**Prompt 1**
From the passage about Patty Morin's grief, write out the wording from "Patty Morin lives" up to and including "to Patty personally.".
**Prompt 2**
According to the passage about Patty Morin's grief, what events led Larry Crabb to write the book SoulTalk?
**Prompt 3**
Translate this sentence from the passage about Patty Morin's grief into Spanish: "He explains that some versions of religion prompt you to deny such pain and pretend you are not hurting."

Patty Morin lives with unspeakable grief. In 2023, her daughter Rachel, a 37-year-old mother of five, was murdered on a hiking trail in Maryland. Because Patty was willing to talk about it, you can listen and learn. To her, pain and suffering do not speak the last word, thanks be to God.
Patty has testified before Congress and granted interviews to journalists, describing the circumstances that led to Rachel’s death. What is less reported is Patty’s summary of her journey through the valley of the shadow of death. “Even though I have walked fifty years as a Christian, for the first time I saw God,” she said. “I realized that God was God, that He was sovereign over all things, and I just wanted to fall on my face and worship God.” This response would be hard to grasp even if you spoke to Patty personally.
Psychologist Larry Crabb offers some insight. He wrote the book SoulTalk after his cancer diagnosis and his brother’s death in a plane crash. He explains that some versions of religion prompt you to deny such pain and pretend you are not hurting. Suffering must mean you’re not living right (the mistake of Job’s friends). So, you soldier on, nursing your pain alone. “That leads to pride or despair,” Crabb writes, “never to brokenness. Religion keeps the power of God merely trickling through our lives, like water through a twisted hose. Only brokenness straightens out the kinks. Then revival comes. Living water gushes. What is most alive within us, a passionate desire for God himself, comes pouring out.”

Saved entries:
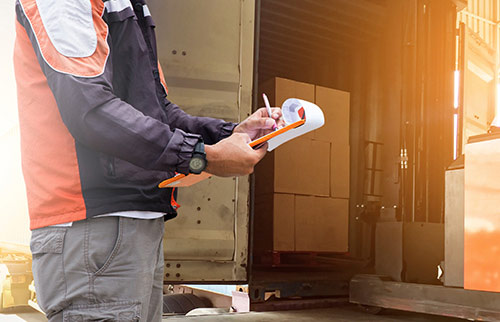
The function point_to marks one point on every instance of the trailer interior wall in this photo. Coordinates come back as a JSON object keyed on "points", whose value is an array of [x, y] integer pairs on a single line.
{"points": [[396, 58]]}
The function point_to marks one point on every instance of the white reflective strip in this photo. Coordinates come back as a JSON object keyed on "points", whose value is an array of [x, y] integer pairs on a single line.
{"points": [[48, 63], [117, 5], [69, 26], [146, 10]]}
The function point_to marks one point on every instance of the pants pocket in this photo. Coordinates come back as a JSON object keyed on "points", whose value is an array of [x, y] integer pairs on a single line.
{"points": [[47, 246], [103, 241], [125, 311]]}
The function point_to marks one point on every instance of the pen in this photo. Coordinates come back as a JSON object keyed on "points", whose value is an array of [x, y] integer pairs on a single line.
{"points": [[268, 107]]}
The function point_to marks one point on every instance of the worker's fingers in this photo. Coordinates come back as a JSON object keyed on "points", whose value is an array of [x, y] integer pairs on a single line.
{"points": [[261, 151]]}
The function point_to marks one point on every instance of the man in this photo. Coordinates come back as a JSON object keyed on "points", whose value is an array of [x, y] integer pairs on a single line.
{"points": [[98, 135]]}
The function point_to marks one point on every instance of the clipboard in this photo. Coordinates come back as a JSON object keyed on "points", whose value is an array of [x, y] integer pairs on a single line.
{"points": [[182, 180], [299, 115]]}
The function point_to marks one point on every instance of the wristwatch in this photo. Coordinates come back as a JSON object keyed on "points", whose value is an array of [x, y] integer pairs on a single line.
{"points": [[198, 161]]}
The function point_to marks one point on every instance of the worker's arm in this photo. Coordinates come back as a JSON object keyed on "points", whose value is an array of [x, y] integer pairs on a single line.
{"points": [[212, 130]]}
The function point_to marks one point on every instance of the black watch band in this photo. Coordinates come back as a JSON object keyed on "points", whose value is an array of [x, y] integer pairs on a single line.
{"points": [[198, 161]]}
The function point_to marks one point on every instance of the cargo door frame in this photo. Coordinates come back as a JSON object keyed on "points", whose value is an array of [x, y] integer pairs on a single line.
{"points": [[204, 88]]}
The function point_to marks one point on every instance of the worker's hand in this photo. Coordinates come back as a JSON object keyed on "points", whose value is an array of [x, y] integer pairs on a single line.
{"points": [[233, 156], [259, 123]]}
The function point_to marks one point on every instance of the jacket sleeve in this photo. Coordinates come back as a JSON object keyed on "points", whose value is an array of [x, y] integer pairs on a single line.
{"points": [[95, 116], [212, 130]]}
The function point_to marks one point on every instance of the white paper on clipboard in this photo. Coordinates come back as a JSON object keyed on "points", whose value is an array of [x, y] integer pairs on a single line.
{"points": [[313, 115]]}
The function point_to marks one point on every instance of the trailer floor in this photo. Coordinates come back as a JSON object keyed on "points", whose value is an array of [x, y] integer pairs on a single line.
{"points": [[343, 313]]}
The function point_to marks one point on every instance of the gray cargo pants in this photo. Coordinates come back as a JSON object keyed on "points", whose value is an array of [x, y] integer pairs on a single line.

**Task answer 1**
Patty Morin lives with unspeakable grief. In 2023, her daughter Rachel, a 37-year-old mother of five, was murdered on a hiking trail in Maryland. Because Patty was willing to talk about it, you can listen and learn. To her, pain and suffering do not speak the last word, thanks be to God.
Patty has testified before Congress and granted interviews to journalists, describing the circumstances that led to Rachel’s death. What is less reported is Patty’s summary of her journey through the valley of the shadow of death. “Even though I have walked fifty years as a Christian, for the first time I saw God,” she said. “I realized that God was God, that He was sovereign over all things, and I just wanted to fall on my face and worship God.” This response would be hard to grasp even if you spoke to Patty personally.

**Task answer 2**
His cancer diagnosis and his brother's death in a plane crash.

**Task answer 3**
Explica que algunas versiones de la religión te impulsan a negar ese dolor y a fingir que no te duele.